_Work instruction_. Return only the lines of the listing below that run from the line with "Each instance of the alpine" through the line with "Each instance of the bird's head", both ends included, exactly as written.

# # # # #

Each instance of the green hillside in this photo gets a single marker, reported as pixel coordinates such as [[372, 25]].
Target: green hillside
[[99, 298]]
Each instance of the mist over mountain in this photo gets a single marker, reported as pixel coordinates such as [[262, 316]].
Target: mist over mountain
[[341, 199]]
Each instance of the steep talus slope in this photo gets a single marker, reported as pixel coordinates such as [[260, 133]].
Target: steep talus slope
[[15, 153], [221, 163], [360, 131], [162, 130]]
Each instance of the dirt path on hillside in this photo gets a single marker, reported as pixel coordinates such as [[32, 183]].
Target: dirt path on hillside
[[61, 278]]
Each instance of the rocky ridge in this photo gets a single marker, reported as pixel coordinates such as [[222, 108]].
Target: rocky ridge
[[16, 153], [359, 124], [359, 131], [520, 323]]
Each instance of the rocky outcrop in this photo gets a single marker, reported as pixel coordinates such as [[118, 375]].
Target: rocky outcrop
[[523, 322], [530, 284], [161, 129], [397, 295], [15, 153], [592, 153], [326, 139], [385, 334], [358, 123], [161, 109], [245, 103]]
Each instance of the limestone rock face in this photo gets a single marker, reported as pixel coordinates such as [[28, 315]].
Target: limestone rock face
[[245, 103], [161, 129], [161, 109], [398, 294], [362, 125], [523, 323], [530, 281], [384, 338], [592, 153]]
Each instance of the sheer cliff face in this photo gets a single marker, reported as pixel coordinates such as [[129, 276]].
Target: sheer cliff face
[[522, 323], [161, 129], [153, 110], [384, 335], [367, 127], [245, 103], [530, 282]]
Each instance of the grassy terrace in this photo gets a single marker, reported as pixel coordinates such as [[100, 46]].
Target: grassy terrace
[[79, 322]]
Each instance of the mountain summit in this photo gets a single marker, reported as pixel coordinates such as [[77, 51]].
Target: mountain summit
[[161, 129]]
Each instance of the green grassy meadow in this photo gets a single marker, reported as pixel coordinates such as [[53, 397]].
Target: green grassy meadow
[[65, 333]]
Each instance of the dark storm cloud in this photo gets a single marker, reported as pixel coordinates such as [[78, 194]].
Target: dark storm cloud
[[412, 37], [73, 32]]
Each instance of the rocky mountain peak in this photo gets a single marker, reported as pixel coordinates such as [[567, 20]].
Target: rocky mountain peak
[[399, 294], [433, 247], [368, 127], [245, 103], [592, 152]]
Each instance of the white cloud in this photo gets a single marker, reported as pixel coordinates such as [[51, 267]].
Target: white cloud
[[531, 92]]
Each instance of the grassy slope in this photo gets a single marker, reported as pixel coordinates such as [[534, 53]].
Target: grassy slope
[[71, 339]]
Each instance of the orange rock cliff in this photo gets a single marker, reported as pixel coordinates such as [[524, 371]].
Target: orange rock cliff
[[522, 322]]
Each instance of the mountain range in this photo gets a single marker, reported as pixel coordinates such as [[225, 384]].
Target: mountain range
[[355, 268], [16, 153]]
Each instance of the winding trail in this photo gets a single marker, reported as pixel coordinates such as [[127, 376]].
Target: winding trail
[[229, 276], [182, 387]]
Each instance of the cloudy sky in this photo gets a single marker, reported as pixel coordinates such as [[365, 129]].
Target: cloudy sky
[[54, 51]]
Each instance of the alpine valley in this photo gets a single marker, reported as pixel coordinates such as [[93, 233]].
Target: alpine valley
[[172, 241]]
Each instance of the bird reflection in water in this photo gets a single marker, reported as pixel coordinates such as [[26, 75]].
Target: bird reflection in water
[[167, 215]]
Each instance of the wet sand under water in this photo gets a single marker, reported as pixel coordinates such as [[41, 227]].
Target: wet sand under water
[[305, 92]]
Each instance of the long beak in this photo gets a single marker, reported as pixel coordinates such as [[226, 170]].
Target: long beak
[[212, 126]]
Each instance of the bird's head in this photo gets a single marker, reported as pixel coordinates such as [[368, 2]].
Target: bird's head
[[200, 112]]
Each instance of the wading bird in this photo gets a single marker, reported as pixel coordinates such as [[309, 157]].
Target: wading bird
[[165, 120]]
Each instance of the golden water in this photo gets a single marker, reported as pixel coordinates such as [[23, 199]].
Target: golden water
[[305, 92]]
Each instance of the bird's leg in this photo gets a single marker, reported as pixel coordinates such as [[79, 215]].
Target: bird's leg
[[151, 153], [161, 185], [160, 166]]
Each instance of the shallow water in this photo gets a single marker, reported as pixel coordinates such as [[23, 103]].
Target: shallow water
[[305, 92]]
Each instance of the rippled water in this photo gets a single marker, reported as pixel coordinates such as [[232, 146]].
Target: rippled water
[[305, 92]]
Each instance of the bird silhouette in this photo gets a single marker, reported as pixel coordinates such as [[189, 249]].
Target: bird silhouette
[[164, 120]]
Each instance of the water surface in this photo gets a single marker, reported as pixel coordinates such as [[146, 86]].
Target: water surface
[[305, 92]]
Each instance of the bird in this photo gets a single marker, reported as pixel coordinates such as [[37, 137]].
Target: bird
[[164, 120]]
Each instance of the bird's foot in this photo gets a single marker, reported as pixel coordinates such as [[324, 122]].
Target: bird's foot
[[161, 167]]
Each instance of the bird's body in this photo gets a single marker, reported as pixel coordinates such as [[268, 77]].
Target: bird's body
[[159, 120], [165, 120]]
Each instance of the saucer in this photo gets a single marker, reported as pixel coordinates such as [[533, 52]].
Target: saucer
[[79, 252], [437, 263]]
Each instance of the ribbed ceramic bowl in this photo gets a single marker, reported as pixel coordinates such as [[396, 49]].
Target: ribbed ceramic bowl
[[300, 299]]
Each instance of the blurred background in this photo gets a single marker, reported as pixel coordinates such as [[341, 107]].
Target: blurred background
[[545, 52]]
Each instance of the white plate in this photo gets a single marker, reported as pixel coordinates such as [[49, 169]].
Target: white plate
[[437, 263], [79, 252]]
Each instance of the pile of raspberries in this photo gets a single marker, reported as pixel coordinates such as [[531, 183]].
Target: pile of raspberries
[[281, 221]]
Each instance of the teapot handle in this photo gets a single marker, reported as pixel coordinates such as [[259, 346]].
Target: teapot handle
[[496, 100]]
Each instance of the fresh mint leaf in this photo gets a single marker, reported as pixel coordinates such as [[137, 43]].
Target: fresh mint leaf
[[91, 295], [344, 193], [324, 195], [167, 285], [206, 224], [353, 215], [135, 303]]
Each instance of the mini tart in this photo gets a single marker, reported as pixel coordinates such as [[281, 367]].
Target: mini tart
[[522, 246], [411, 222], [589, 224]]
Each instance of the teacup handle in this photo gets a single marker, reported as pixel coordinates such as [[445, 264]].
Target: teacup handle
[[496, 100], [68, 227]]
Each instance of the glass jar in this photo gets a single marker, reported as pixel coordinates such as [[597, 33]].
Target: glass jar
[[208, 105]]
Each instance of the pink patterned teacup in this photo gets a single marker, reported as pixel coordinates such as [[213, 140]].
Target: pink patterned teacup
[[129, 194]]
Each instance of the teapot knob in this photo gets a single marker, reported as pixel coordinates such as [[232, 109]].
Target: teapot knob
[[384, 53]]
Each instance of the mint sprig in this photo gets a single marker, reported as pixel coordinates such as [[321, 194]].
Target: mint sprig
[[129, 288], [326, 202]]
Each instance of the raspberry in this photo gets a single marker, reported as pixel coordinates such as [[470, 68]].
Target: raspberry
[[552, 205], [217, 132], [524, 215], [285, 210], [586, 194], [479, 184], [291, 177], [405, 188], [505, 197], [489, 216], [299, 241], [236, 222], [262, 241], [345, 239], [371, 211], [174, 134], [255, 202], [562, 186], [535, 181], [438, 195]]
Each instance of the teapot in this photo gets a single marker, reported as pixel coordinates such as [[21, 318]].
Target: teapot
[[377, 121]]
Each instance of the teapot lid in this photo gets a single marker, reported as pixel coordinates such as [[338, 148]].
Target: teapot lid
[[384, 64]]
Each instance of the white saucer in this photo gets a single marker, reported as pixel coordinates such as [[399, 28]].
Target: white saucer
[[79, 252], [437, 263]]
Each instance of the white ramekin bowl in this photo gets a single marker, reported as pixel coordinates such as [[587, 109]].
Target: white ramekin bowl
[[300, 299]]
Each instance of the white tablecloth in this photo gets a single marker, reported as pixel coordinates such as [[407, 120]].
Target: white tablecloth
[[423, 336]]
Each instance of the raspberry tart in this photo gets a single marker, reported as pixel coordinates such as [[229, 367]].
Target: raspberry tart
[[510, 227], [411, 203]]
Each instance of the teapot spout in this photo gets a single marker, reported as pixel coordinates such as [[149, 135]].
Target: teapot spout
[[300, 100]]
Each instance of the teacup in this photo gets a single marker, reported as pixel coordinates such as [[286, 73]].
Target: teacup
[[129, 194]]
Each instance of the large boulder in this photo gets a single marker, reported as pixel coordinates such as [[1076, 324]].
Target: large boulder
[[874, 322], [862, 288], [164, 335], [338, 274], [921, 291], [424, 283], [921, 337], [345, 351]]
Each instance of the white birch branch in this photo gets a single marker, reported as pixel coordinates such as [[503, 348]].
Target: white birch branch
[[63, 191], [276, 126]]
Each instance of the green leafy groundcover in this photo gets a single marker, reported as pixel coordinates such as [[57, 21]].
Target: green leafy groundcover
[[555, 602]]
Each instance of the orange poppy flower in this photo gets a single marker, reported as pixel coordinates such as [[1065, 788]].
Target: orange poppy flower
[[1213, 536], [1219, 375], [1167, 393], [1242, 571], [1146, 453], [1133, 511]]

# # # # #

_Response area_.
Each instance of the alpine valley in this photo gets a single marker, reported as pixel coordinates such as [[93, 233]].
Target: alpine valley
[[172, 241]]
Each instance of the bird reflection in water in this photo gets a single marker, reported as pixel coordinates such as [[26, 75]].
Target: bird reflection in water
[[167, 215]]
Each instance of the wet sand under water in this photo gets a single marker, reported as pixel coordinates such as [[41, 227]].
Target: wet sand under water
[[305, 92]]
Each instance of the long beak in this photo gets a single marker, reported as pixel coordinates such as [[226, 170]].
Target: long beak
[[212, 126]]
Each instance of the bird's head in this photo gets a single marker, reported as pixel coordinates such as [[368, 2]].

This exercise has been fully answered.